SUPPLIED DATA –
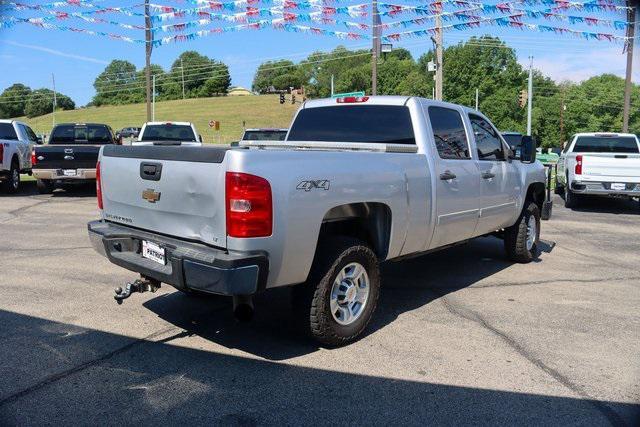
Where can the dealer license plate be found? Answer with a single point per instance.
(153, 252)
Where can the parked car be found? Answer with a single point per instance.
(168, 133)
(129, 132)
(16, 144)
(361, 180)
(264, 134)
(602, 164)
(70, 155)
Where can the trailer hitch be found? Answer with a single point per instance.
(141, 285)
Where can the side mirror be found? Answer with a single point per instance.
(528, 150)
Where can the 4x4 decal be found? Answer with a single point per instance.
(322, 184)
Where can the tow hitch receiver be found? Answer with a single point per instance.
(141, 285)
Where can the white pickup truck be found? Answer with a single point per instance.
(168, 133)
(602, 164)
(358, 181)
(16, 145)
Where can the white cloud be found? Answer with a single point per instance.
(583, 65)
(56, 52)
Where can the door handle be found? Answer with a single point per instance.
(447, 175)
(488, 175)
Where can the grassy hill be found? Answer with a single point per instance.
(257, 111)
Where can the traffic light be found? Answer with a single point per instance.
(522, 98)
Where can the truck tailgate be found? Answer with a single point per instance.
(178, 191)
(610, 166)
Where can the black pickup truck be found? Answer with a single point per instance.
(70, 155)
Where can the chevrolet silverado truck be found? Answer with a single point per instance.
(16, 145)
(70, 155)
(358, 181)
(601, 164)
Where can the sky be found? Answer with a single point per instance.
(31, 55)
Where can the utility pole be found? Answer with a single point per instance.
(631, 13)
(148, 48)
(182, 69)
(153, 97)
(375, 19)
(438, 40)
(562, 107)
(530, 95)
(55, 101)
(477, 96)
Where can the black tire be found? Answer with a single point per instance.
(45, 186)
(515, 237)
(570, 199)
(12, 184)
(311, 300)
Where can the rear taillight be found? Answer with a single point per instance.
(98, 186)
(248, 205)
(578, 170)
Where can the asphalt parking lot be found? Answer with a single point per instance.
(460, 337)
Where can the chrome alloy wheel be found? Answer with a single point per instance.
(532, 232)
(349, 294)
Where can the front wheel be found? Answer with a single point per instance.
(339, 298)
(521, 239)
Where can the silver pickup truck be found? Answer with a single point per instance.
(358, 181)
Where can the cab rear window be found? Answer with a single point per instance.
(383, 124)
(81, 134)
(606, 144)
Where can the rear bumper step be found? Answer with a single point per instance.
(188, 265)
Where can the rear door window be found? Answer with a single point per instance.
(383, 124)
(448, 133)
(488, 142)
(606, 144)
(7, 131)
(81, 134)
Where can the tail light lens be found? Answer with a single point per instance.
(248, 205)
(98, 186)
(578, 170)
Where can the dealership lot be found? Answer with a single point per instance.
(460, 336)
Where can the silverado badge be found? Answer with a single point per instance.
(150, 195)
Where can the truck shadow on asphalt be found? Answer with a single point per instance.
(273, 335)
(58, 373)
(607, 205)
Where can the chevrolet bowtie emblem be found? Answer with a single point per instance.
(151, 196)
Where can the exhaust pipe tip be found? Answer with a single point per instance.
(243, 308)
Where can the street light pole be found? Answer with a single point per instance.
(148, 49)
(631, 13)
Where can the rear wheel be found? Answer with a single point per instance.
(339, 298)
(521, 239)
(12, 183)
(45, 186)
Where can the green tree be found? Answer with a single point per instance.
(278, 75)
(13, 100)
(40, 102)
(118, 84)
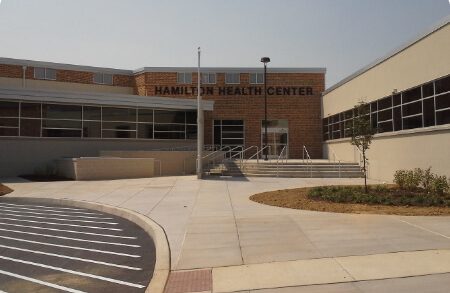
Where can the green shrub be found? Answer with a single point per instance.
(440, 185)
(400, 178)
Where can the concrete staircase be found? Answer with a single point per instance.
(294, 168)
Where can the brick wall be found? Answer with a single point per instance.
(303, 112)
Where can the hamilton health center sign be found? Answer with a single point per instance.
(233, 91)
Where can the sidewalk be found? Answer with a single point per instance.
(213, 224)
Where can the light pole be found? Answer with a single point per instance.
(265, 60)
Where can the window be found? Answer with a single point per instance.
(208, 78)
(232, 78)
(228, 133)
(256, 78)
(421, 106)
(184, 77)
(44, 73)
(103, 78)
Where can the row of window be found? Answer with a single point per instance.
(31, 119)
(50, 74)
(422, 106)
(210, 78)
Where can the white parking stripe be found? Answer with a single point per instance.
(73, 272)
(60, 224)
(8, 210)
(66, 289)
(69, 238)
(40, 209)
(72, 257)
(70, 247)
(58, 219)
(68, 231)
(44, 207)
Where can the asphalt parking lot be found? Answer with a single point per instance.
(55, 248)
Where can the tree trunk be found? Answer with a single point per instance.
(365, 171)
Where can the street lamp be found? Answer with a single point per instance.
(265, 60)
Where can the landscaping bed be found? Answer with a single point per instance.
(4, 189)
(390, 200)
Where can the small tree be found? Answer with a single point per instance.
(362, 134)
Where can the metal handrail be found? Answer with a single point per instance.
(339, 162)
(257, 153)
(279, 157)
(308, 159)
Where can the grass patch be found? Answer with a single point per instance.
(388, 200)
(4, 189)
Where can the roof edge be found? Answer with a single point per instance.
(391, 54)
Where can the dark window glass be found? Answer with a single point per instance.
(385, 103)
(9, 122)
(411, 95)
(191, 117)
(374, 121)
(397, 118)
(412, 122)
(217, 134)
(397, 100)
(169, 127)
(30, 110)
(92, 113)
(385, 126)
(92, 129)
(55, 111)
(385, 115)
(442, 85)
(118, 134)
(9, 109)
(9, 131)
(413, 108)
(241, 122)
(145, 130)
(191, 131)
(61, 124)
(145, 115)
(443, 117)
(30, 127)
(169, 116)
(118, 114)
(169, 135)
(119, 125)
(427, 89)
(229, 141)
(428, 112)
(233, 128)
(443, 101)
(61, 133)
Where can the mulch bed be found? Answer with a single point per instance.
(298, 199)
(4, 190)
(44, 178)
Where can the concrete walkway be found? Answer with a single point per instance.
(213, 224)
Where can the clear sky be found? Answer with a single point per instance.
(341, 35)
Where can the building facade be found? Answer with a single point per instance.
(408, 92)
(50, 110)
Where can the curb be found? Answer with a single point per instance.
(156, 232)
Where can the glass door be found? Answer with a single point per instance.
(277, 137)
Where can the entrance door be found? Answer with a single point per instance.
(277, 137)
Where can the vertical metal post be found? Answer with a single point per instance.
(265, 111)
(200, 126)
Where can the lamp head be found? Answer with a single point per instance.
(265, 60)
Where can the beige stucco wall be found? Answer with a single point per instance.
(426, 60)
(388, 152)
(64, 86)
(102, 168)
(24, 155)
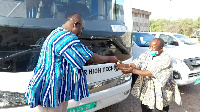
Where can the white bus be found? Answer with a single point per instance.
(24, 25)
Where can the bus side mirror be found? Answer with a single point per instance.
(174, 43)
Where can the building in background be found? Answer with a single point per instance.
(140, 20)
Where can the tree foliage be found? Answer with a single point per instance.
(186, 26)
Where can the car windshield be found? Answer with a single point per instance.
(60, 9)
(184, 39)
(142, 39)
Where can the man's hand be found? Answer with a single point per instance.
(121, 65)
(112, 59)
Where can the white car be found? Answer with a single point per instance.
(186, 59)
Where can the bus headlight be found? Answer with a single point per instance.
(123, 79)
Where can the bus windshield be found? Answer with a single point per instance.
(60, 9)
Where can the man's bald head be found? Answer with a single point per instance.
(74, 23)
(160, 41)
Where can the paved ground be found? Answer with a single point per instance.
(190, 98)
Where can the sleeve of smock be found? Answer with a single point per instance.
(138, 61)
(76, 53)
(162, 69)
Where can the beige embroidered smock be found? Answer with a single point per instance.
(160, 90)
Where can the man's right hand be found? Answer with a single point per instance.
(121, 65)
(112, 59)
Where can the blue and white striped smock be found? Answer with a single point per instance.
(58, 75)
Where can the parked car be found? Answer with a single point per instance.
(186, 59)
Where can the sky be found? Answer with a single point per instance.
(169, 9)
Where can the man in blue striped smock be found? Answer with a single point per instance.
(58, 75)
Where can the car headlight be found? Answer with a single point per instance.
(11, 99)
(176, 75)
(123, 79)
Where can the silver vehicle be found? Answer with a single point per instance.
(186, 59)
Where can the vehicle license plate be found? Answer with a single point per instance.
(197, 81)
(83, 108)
---
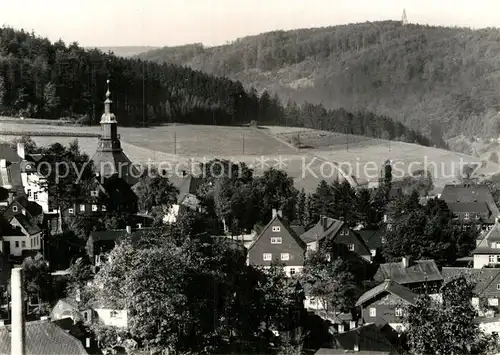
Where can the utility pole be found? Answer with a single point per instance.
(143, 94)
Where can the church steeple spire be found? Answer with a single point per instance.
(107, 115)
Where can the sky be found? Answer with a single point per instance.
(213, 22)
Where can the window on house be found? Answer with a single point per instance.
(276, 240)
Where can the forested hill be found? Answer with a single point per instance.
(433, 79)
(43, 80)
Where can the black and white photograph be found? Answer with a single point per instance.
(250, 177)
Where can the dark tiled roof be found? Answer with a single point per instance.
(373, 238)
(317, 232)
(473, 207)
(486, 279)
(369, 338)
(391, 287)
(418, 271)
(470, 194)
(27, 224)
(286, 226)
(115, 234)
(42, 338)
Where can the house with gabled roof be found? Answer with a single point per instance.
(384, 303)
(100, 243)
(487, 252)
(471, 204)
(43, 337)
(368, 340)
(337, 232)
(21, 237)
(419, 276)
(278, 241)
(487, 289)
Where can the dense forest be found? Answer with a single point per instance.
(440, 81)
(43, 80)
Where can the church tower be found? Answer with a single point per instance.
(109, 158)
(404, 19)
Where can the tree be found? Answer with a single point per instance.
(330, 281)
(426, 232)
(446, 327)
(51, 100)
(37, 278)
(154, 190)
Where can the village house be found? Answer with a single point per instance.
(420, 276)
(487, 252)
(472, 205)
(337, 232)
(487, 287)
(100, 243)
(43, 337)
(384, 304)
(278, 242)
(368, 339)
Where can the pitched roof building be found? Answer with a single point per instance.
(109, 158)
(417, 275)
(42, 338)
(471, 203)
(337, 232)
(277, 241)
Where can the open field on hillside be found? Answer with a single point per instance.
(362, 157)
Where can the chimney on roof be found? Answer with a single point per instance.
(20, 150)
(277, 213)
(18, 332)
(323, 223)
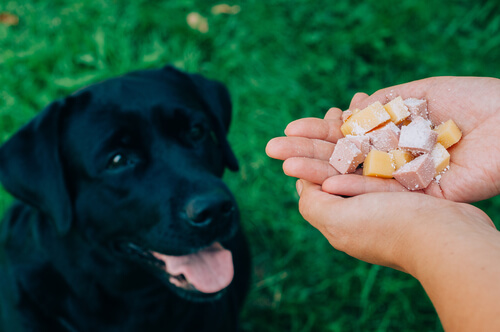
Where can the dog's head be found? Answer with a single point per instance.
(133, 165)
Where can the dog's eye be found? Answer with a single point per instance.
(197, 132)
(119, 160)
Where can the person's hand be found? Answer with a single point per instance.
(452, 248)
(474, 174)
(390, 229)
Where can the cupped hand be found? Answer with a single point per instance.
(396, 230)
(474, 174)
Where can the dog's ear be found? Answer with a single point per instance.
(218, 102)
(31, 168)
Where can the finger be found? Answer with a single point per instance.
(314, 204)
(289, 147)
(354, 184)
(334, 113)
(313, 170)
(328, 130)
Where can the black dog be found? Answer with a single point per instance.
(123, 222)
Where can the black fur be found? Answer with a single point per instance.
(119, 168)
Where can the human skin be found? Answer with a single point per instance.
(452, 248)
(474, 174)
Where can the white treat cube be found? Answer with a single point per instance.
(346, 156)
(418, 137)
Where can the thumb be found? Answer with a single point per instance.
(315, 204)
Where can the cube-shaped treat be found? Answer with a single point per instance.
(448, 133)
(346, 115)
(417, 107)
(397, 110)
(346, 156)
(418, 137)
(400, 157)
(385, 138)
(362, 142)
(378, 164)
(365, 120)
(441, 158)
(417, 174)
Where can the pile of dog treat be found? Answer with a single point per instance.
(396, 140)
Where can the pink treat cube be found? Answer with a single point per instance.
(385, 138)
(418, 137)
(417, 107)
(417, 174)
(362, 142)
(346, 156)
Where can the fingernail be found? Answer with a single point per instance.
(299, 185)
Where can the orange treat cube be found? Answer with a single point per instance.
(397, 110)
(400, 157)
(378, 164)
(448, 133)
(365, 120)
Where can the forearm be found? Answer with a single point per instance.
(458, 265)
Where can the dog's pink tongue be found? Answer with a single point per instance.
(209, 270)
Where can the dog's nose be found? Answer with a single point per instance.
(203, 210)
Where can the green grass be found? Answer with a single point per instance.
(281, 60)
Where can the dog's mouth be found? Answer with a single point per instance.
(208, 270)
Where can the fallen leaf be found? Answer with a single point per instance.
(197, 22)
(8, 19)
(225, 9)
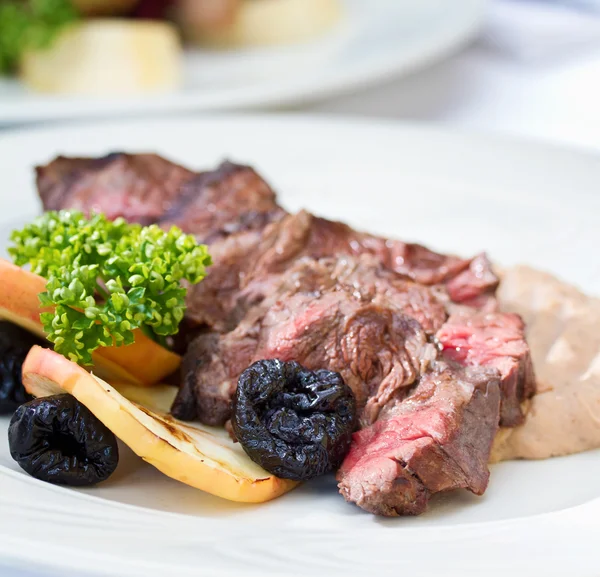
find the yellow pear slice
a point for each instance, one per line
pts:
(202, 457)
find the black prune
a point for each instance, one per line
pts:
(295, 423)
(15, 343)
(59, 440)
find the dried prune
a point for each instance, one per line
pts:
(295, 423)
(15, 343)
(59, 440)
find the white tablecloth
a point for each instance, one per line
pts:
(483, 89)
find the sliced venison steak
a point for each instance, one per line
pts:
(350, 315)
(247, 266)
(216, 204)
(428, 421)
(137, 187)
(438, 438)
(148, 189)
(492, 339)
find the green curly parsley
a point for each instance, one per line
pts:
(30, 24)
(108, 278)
--
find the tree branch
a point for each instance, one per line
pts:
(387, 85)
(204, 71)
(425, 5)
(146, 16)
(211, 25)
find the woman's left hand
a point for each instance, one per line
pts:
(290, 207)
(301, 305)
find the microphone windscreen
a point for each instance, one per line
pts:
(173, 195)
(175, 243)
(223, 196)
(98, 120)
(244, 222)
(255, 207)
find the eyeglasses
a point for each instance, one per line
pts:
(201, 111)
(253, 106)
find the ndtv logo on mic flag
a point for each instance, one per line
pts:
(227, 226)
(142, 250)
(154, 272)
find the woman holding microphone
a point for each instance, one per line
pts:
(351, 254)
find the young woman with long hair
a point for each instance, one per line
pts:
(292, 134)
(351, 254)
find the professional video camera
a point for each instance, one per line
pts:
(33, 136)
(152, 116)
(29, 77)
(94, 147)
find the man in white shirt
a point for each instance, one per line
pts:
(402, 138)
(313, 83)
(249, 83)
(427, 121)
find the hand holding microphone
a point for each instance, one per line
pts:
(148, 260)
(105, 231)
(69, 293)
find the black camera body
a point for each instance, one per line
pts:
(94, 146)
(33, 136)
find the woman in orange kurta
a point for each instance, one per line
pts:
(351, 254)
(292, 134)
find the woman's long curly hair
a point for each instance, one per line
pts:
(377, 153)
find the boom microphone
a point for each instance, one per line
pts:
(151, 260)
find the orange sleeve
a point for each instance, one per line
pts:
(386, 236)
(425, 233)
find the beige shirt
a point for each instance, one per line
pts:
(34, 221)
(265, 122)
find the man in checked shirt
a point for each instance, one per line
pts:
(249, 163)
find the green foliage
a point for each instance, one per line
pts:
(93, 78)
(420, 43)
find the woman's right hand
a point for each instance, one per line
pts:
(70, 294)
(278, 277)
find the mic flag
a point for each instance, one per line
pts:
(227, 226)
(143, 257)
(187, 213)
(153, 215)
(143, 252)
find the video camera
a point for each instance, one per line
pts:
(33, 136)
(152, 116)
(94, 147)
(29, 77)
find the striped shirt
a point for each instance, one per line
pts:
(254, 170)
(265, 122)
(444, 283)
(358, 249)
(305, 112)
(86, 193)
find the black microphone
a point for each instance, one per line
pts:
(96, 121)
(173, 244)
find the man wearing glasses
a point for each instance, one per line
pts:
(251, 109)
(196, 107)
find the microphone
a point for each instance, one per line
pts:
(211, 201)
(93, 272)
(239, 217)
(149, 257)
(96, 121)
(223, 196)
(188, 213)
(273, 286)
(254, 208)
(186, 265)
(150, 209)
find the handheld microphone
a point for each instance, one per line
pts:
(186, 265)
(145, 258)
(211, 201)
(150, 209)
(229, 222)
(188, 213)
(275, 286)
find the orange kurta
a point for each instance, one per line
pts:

TASK DESCRIPTION – List, from the entries above, every line in which the word "woman" shows up.

SOLUTION BELOW –
find the woman's left hand
find the woman holding microphone
find the young woman with long hair
find the woman in orange kurta
find the woman's long curly hair
find the woman's right hand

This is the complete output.